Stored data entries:
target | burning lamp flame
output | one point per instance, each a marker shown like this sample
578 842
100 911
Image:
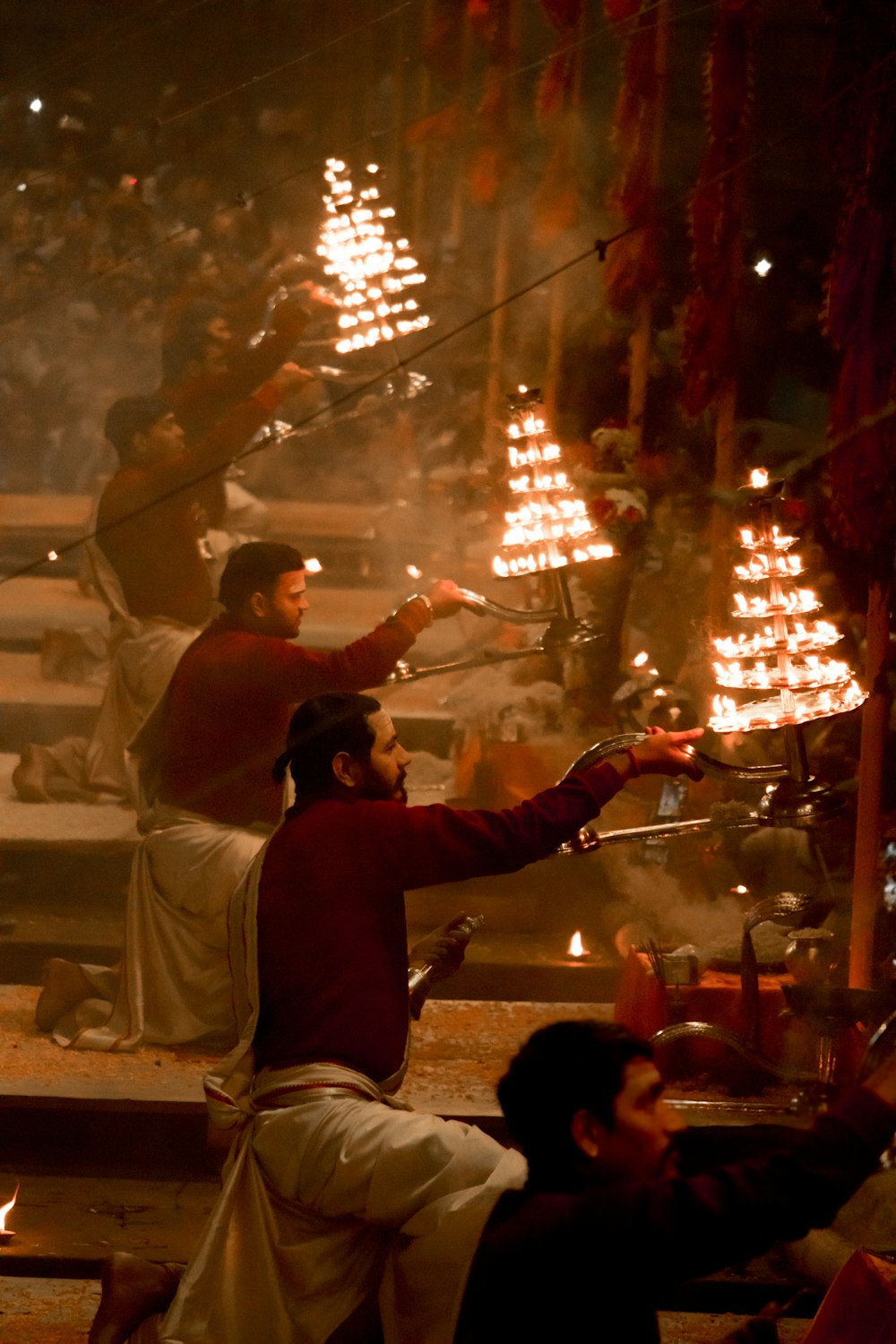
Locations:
4 1210
576 948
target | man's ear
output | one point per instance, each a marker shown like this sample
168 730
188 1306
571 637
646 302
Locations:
347 771
587 1132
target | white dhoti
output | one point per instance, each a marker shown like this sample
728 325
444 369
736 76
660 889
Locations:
144 655
142 663
174 983
333 1193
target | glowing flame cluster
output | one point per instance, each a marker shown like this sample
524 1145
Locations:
5 1209
783 656
373 265
548 526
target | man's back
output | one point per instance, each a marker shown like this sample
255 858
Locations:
587 1258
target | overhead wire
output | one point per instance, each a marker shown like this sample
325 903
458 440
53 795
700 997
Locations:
158 124
598 249
246 198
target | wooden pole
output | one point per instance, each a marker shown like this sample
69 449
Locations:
874 720
641 339
400 112
557 300
503 245
495 383
458 196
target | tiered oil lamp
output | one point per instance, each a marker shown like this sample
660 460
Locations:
374 271
548 526
5 1233
548 530
782 658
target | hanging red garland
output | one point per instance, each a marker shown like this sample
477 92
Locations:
710 355
860 303
633 266
556 199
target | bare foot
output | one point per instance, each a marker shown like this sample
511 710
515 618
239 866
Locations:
65 986
30 776
132 1289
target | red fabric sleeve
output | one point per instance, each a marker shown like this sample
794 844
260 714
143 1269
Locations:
435 844
296 672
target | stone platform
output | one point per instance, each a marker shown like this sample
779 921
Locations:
59 1311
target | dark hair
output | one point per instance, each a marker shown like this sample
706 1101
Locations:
131 416
562 1069
319 730
255 567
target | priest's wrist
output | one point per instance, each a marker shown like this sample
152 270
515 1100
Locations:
626 765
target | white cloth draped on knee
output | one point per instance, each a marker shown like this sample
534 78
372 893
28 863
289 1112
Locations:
333 1193
174 983
144 655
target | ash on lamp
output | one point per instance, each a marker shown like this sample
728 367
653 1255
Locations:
7 1234
548 524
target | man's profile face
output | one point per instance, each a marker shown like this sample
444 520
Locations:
638 1147
284 607
161 443
389 762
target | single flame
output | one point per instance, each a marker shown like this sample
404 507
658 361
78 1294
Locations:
576 948
4 1210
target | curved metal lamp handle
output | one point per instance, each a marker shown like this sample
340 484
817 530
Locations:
506 613
608 746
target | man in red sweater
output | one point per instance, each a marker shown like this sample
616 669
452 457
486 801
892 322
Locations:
616 1185
340 1191
206 766
148 566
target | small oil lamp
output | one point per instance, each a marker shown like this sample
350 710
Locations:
576 951
374 268
5 1234
548 524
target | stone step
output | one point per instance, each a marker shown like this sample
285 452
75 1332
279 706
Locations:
346 538
66 1112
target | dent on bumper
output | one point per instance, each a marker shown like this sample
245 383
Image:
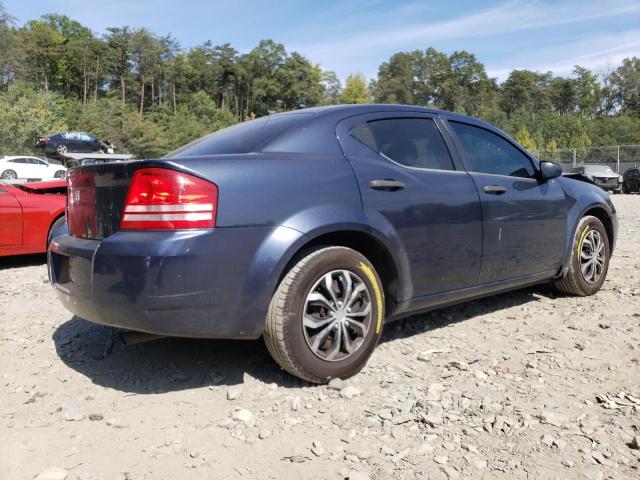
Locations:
205 283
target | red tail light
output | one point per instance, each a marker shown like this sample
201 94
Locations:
163 199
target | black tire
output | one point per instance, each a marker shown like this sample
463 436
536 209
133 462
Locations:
9 175
574 282
284 333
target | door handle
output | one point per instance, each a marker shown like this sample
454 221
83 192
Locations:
494 189
387 185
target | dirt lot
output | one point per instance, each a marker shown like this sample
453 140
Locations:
524 385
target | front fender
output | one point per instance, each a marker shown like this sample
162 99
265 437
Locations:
582 197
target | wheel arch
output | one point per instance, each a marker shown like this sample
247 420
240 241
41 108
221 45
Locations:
52 227
363 242
602 213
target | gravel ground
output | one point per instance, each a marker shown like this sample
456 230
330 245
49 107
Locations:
529 384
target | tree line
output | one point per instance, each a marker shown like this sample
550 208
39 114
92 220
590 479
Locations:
149 95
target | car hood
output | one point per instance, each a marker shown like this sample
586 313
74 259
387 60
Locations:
48 186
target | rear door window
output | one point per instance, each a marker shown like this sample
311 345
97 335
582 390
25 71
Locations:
487 152
412 142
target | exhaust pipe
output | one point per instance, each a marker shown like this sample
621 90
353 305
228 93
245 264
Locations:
133 338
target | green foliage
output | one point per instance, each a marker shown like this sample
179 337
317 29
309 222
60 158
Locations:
27 115
355 90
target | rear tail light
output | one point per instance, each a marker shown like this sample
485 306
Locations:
163 199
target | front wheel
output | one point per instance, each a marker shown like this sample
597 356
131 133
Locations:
589 260
325 318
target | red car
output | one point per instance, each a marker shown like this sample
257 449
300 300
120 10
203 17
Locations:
28 212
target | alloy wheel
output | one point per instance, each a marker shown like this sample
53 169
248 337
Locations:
337 315
592 257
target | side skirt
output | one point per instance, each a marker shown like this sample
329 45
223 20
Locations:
446 299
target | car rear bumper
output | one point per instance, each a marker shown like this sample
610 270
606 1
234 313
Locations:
206 283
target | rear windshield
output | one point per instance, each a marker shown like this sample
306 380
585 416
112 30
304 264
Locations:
244 137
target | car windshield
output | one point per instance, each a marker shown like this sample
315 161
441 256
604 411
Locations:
244 137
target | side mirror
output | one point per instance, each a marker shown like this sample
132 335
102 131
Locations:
549 170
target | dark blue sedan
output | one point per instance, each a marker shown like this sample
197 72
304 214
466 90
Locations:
312 228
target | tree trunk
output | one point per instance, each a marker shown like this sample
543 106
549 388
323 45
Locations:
173 91
141 94
85 85
95 87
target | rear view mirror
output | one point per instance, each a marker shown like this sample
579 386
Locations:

*What to work on*. Restate each entry word for word; omit the pictures.

*Your response*.
target | burning lamp flame
output | one point per instance, each a marker shown like this sample
578 842
100 911
Image:
Locations:
4 1210
576 948
target | man's ear
output | one point per instance, each a marker shown like this sample
168 730
188 1306
571 637
646 302
Locations:
347 771
587 1132
target | white dhoti
output | one point per instance, each a marker shown like this sample
728 325
444 369
736 76
660 889
Locations:
144 655
142 663
174 983
333 1193
target | glowing flame cluster
output | one point per instance, each a marker shown like this sample
524 1145
Locations:
5 1209
783 656
373 265
548 526
target | man's back
output | one point per instance, each a marker shown like this sample
255 858
Locations:
587 1258
target | overhead wire
output | one point per instance, each a marker shown like this sample
325 903
458 440
53 795
700 997
Locations:
158 124
598 249
246 198
target | wooden pole
output | one point per instance, each a marker shown like this sample
69 449
Locations:
874 720
641 339
400 112
557 300
503 245
495 383
458 196
target | tiered oil lamp
output | one point per instance, each a marker shown like this sample
660 460
Locations:
374 271
548 526
5 1233
548 530
782 658
target | hanging red garland
output | one point per instance, each a marker shown like this sample
477 92
Locations:
710 355
860 303
633 266
556 199
target | bare foot
output | one point per instance, each a marker shown like this sample
511 710
515 618
239 866
Locations:
65 986
30 776
132 1289
target | red fabric sleeve
output | one point per instance, each a marker shown like this sample
794 844
260 714
143 1269
Locations:
435 844
296 672
target | stone platform
output | one point per instance, each a marker shown like this sample
779 921
Locations:
59 1311
target | dark hair
output | one point per instance, each a marker shown like this sample
706 1101
Locations:
131 416
562 1069
319 730
255 567
target | priest's wrist
output | one point per instance, each a marker shown like this sample
152 270
515 1100
Locations:
626 765
target | white cloth draped on knee
output | one point per instance, each a marker shown like this sample
534 78
372 893
28 863
289 1112
Locations:
333 1193
174 983
144 655
target | ash on lamp
output | one point per instance, each a marker shown like this sample
728 367
653 1255
Locations:
7 1234
548 524
target | man's profile face
output | one point per instance, each a marker shown like this sample
444 520
Locations:
638 1147
284 607
161 443
389 762
target | single flame
output | one point per instance, each a marker shown like this sample
404 507
658 361
78 1294
Locations:
576 948
4 1210
target | curved metal lamp handle
output | one point per instance, each a marker shown like this sample
340 484
817 530
Locations:
506 613
608 746
target | man in red sweater
output | one point per instance, each a marker shown like this sample
616 669
452 457
486 801
892 322
Locations:
616 1185
340 1191
206 766
148 566
target | small oil lamp
output | one point per instance, each a marker shown like this sample
350 710
Locations:
576 951
374 268
5 1234
548 524
target | stone step
output | one point per instance, each a marker shown like this sample
285 452
75 1332
279 706
Locations:
346 538
66 1112
target | dent on bumper
output | one point per instance, each a marker shown like this sample
245 383
Image:
Locations:
205 283
target | red tail light
output | one point per instance, each a marker shown like this sample
201 94
Locations:
163 199
target | black tire
output | one point per instance, each a marker shown like this sample
463 436
536 209
133 462
Locations:
9 175
574 282
284 333
target | door handle
output | one point per instance, each a marker shown like this sample
454 221
83 192
Locations:
494 189
387 185
target | dirt lot
output | one point per instance, each a marker shown like this sample
453 140
Locations:
524 385
target | front fender
output | one point per instance, each a marker shown like this sample
162 99
265 437
Locations:
582 197
target | wheel arch
output | one point per instance, each a marker shown like this sample
247 420
240 241
41 108
221 45
Locations:
52 227
363 242
602 213
target | gravel ground
output | one point per instance, each a marker shown like this sample
456 230
330 245
49 107
Locations:
529 384
target | tree line
output | one point per instance, each a marker shown like this sample
550 208
39 114
92 220
590 479
Locations:
149 95
target | car hood
output | one point per instance, each a marker shown like this sample
586 313
74 259
387 60
Locations:
48 186
target | rear door window
output | one point per instance, each a marker shown like this sample
311 345
97 335
582 390
25 71
Locations:
487 152
412 142
target | exhaust pipe
output | one point per instance, each a marker shown like this sample
621 90
353 305
228 93
245 264
Locations:
133 338
target | green foliage
output | one point per instance, each a marker shown like this sample
179 337
317 29
309 222
60 158
Locations:
27 115
355 90
target | rear tail light
output | one point per instance, each a marker shown like this sample
485 306
Locations:
163 199
target | front wheel
output | one point per instance, each a marker shown like this sample
597 356
131 133
Locations:
589 260
325 318
target | red car
output | one point per instance, each a marker shown like this sample
257 449
300 300
120 10
203 17
Locations:
28 212
target | alloy wheel
output | one point per instance, each a marker shown like this sample
53 169
248 337
Locations:
337 315
592 257
target | side skirt
output | one point per instance, each a marker shown like this sample
329 45
223 20
Locations:
446 299
target | car rear bumper
output | one point per instance, each a marker shown like this sample
610 270
606 1
234 313
Locations:
206 283
target | rear windshield
output | one point per instance, each a marker shown like this sample
306 380
585 416
112 30
304 264
Locations:
244 137
target | car windshield
output | one point per instance, each a marker shown like this sample
315 161
441 256
604 411
Locations:
244 137
target | side mirror
output | one point per instance, each a marker shown like this sample
132 335
102 131
Locations:
549 170
target | dark blue sedan
output | one point per instance, each a marker shown like this sample
197 72
304 214
466 90
Locations:
312 228
target | tree trunk
output | one point per instance, each a marker shown like this sample
543 106
549 388
323 45
Locations:
173 91
141 94
85 85
95 87
target | rear view mirror
output | one point per instance, each a marker shown like this sample
579 386
Locations:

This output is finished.